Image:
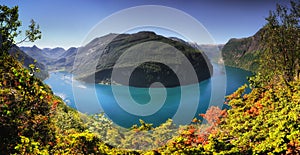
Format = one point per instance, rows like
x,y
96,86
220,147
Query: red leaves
x,y
213,115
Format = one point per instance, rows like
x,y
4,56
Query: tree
x,y
9,24
281,38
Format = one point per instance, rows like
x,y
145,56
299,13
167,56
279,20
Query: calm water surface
x,y
95,98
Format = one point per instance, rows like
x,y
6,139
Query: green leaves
x,y
9,21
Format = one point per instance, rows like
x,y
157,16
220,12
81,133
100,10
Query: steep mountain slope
x,y
105,52
243,53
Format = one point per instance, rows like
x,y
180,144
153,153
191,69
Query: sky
x,y
66,23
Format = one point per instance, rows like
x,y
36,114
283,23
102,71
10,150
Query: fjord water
x,y
96,98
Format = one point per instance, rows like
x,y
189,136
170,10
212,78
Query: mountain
x,y
95,61
27,60
45,55
243,53
54,58
213,51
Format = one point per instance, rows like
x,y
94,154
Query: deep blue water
x,y
126,105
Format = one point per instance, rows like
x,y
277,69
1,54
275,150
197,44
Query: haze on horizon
x,y
66,23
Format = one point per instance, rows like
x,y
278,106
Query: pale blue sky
x,y
65,23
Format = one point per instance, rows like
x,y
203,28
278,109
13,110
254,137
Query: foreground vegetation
x,y
265,121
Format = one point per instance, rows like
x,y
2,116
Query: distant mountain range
x,y
27,60
243,53
99,56
105,51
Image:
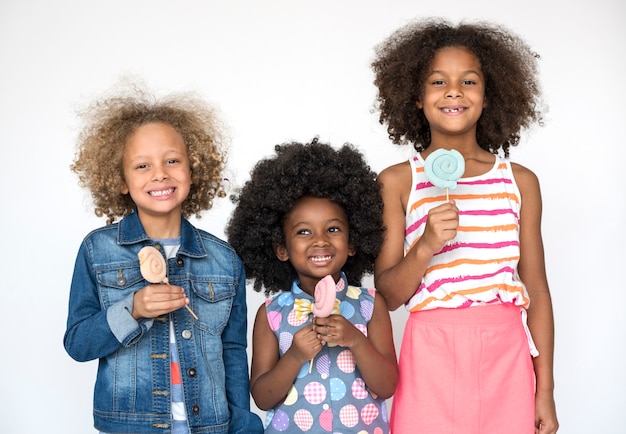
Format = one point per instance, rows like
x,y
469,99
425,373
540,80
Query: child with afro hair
x,y
308,213
477,349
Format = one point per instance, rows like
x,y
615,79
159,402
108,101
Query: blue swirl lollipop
x,y
444,167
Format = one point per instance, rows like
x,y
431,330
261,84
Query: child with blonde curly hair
x,y
153,164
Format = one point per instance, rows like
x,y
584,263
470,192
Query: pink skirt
x,y
465,371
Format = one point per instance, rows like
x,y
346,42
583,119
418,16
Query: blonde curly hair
x,y
111,121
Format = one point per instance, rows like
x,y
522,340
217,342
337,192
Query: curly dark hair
x,y
511,85
297,170
109,123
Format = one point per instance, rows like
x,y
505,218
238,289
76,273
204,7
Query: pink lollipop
x,y
153,268
325,294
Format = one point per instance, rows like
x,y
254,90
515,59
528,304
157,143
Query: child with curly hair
x,y
470,269
153,163
308,213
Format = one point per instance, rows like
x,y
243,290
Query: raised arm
x,y
397,276
540,317
271,376
374,354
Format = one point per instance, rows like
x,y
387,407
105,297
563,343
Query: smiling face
x,y
157,173
316,240
454,94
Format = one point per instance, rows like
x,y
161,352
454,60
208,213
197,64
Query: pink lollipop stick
x,y
325,295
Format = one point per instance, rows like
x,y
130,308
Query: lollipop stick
x,y
191,311
448,200
187,306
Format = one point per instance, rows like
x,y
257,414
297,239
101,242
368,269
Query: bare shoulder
x,y
396,177
395,172
525,178
395,184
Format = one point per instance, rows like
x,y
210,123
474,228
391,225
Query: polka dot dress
x,y
332,398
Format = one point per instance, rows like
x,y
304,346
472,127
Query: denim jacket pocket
x,y
212,302
115,284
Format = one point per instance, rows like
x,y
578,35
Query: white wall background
x,y
282,70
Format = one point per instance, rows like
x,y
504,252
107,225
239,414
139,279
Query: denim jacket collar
x,y
131,231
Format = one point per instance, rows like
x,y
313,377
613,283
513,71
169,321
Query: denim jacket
x,y
133,380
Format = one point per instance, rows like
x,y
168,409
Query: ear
x,y
281,253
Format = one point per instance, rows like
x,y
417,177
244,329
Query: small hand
x,y
545,414
337,330
305,344
155,300
441,226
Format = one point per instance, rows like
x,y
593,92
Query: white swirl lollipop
x,y
153,268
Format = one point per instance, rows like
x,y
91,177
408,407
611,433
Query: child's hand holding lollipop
x,y
153,268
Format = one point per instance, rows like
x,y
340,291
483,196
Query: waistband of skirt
x,y
493,314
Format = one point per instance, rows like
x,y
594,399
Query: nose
x,y
454,91
320,240
159,173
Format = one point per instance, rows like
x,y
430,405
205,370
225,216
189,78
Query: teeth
x,y
320,258
162,192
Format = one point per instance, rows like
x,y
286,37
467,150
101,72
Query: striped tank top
x,y
479,266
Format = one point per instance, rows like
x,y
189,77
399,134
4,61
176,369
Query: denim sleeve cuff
x,y
124,327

===

- **Task**: Transcribe the records above exactly, leaving every picture out of the copy.

- **Response to this exercise**:
Image:
Format = one point per instance, rows like
x,y
96,86
220,147
Query: red leaves
x,y
213,115
Format = one point per instance, rows like
x,y
4,56
Query: tree
x,y
9,24
281,38
Format = one point per instance, rows like
x,y
145,56
299,13
167,56
279,20
Query: calm water surface
x,y
95,98
Format = one point per instance, rows like
x,y
6,139
Query: green leaves
x,y
9,21
Format = one point per instance, rows like
x,y
157,16
220,12
81,133
100,10
Query: steep mountain slope
x,y
105,52
243,53
Format = one point per instance, rows like
x,y
180,144
153,153
191,69
Query: sky
x,y
66,23
Format = one point per instance, rows like
x,y
36,114
283,23
102,71
10,150
Query: fjord water
x,y
96,98
Format = one point per instance, rows like
x,y
189,136
170,10
212,78
Query: mountain
x,y
95,61
27,60
45,55
243,53
54,58
213,51
Format = one point per instance, rows like
x,y
94,154
Query: deep blue water
x,y
126,105
Format = one point per instance, rows like
x,y
277,69
1,54
275,150
197,44
Query: haze on horizon
x,y
66,23
Format = one point per instance, rows like
x,y
278,106
Query: pale blue sky
x,y
65,23
Format = one point per instance, rows like
x,y
203,28
278,109
13,110
254,137
Query: foreground vegetation
x,y
265,121
Format = one point per instance, rows like
x,y
2,116
Query: distant mountain range
x,y
27,60
243,53
99,56
105,51
Image:
Format = one point per instance, rows like
x,y
469,99
425,373
540,80
Query: child with afro hair
x,y
308,213
477,349
Format = one point per instance, rows like
x,y
615,79
159,402
108,101
Query: blue swirl lollipop
x,y
444,167
Format = one point per instance, rows like
x,y
431,330
261,84
Query: child with blonde curly hair
x,y
153,164
Format = one point per instance, rows like
x,y
584,263
470,192
Query: pink skirt
x,y
465,371
Format = one point per instance, rows like
x,y
346,42
583,119
418,16
Query: blonde curly hair
x,y
111,121
Format = one point per instance, rows like
x,y
522,340
217,342
337,192
Query: curly dark hair
x,y
511,85
297,170
109,123
Format = one point per instance, rows like
x,y
505,218
238,289
76,273
204,7
Query: pink lollipop
x,y
153,268
325,294
Format = one point per instance, rows like
x,y
254,90
515,59
528,304
157,143
Query: child with curly hair
x,y
470,269
153,163
308,213
Format = one point per instance, rows like
x,y
243,290
Query: raised arm
x,y
397,276
540,317
271,376
374,354
Format = one point per instance, rows like
x,y
387,407
105,297
563,343
Query: smiling face
x,y
157,173
316,240
454,94
Format = one point per instance, rows like
x,y
161,352
454,60
208,213
197,64
Query: pink lollipop stick
x,y
325,295
Format = one point per instance, rows like
x,y
130,308
Query: lollipop stick
x,y
191,311
448,200
187,306
Format = one point per instance, rows like
x,y
257,414
297,239
101,242
368,269
Query: bare shoulder
x,y
396,177
395,172
525,178
395,184
Format = one point per instance, rows like
x,y
210,123
474,228
391,225
Query: polka dot dress
x,y
332,398
Format = one point per instance, rows like
x,y
304,346
472,127
Query: denim jacket pocket
x,y
212,302
115,284
Format = one point per instance, rows like
x,y
578,35
Query: white wall background
x,y
282,70
Format = one point per instance, rows like
x,y
504,252
107,225
239,414
139,279
Query: denim jacket collar
x,y
131,231
Format = one point per instance, rows like
x,y
313,377
613,283
513,71
169,321
Query: denim jacket
x,y
133,380
Format = one point per instance, rows like
x,y
168,409
Query: ear
x,y
281,253
Format = one point per instance, rows like
x,y
417,177
244,329
Query: small hand
x,y
545,414
337,330
305,344
155,300
441,226
Format = one point per instance, rows like
x,y
593,92
Query: white swirl lollipop
x,y
153,268
Format = one point per instance, rows like
x,y
91,177
408,407
611,433
Query: child's hand holding lollipop
x,y
153,268
Format = one point per instance, rows like
x,y
340,291
483,196
Query: waistband of skirt
x,y
493,314
Format = one point per instance, rows like
x,y
594,399
Query: nose
x,y
454,91
320,240
159,173
Format = one point per instance, rows like
x,y
430,405
205,370
225,216
189,78
Query: teeth
x,y
320,258
162,192
Format = one point per instance, rows like
x,y
286,37
467,150
101,72
Query: striped tank top
x,y
479,266
Format = one point per instance, rows like
x,y
189,77
399,134
4,61
176,369
Query: denim sleeve cuff
x,y
124,327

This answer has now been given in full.